[Исходный текст]
Ключ (музыка)

Поделись знанием:
Перейти к: навигация, поиск

Ключ (итал. chiave, исп. clave от лат. clavis; в других языках — нем. Schlüssel, фр. clef, англ. clef) — знак линейной нотации, определяющий звуковысотное значение нот. Относительно линейки нотоносца, на которую указывает центральный элемент ключа, рассчитываются все другие высотные позиции нот. Основные типы ключей, принятые в классической пятилинейной тактовой нотации: ключ «соль», ключ «фа» и ключ «до».





Использование ключей

Хотя совокупный диапазон звучания различных голосов и инструментов в музыке составляет около восьми октав, диапазон отдельно взятого голоса или отдельного музыкального инструмента, как правило, гораздо у́же, что и отражено в названиях ключей: сопрановый — для сопранового регистра, альтовый — для альтового, теноровый — для тенора, басовый — для баса (сокращённо SATB).
[/Исходный текст]
_Задание 1_
Перепишите дословно записи от самого начала до строки, содержащей "box: [300, 228, 345, 251]", включая обе границы, и не воспроизводите изображения.
[Предоставленные записи]
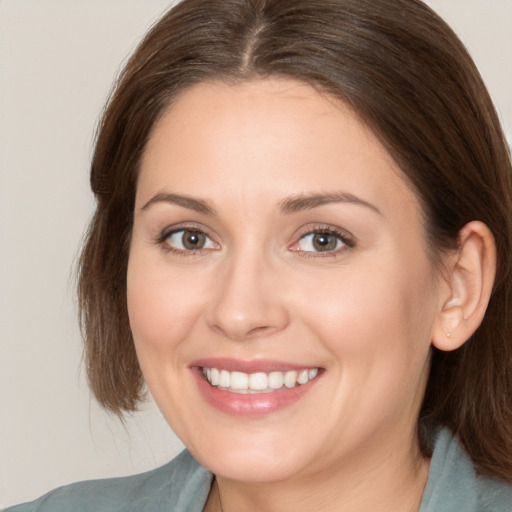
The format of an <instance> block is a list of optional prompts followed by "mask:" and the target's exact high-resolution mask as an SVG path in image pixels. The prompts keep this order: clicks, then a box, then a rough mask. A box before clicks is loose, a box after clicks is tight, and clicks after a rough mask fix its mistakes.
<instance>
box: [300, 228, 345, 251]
mask: <svg viewBox="0 0 512 512" xmlns="http://www.w3.org/2000/svg"><path fill="white" fill-rule="evenodd" d="M353 245H354V244H353V242H352V241H351V240H349V239H347V238H345V237H344V236H342V235H340V234H338V233H336V232H332V231H312V232H310V233H307V234H305V235H303V236H302V237H301V238H300V240H299V241H298V242H297V243H296V244H295V245H294V247H293V249H292V250H294V251H300V252H310V253H315V252H316V253H321V252H324V253H325V252H338V251H340V250H342V249H344V248H346V247H353Z"/></svg>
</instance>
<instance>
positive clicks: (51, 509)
mask: <svg viewBox="0 0 512 512" xmlns="http://www.w3.org/2000/svg"><path fill="white" fill-rule="evenodd" d="M212 479H213V475H212V474H211V473H210V472H209V471H207V470H206V469H204V468H203V467H201V466H200V465H199V464H198V463H197V462H196V461H195V460H194V458H193V457H192V455H190V453H189V452H188V451H186V450H185V451H183V452H182V453H181V454H180V455H178V456H177V457H176V458H175V459H173V460H172V461H171V462H169V463H168V464H166V465H165V466H162V467H161V468H158V469H155V470H153V471H148V472H146V473H142V474H140V475H134V476H129V477H122V478H109V479H103V480H92V481H88V482H79V483H76V484H72V485H68V486H65V487H61V488H59V489H56V490H54V491H52V492H50V493H48V494H46V495H45V496H43V497H41V498H39V499H38V500H36V501H34V502H31V503H26V504H23V505H17V506H14V507H11V508H8V509H7V510H6V511H5V512H166V511H168V512H202V510H203V507H204V505H205V502H206V499H207V497H208V493H209V491H210V486H211V483H212ZM419 512H512V485H509V484H507V483H505V482H502V481H500V480H498V479H495V478H492V477H488V476H478V475H477V474H476V472H475V469H474V467H473V464H472V462H471V460H470V459H469V457H468V455H467V454H466V452H465V451H464V449H463V448H462V446H461V445H460V444H459V442H458V441H457V440H456V439H454V438H453V437H452V436H451V435H450V433H449V431H448V430H446V429H443V430H441V431H440V432H439V433H438V435H437V437H436V440H435V445H434V452H433V456H432V460H431V463H430V471H429V476H428V481H427V486H426V488H425V492H424V495H423V499H422V501H421V507H420V510H419Z"/></svg>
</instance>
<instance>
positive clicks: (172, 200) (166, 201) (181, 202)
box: [141, 193, 215, 215]
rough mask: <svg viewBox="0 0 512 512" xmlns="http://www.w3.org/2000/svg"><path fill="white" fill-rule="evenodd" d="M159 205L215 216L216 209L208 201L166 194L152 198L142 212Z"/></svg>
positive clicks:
[/Предоставленные записи]
_Задание 2_
Какие основные типы ключей в классической пятилинейной тактовой нотации называет текст о музыкальном ключе?

_Ваш ответ 1_
The format of an <instance> block is a list of optional prompts followed by "mask:" and the target's exact high-resolution mask as an SVG path in image pixels. The prompts keep this order: clicks, then a box, then a rough mask. A box before clicks is loose, a box after clicks is tight, and clicks after a rough mask fix its mistakes.
<instance>
box: [300, 228, 345, 251]

_Ваш ответ 2_
Ключ «соль», ключ «фа» и ключ «до».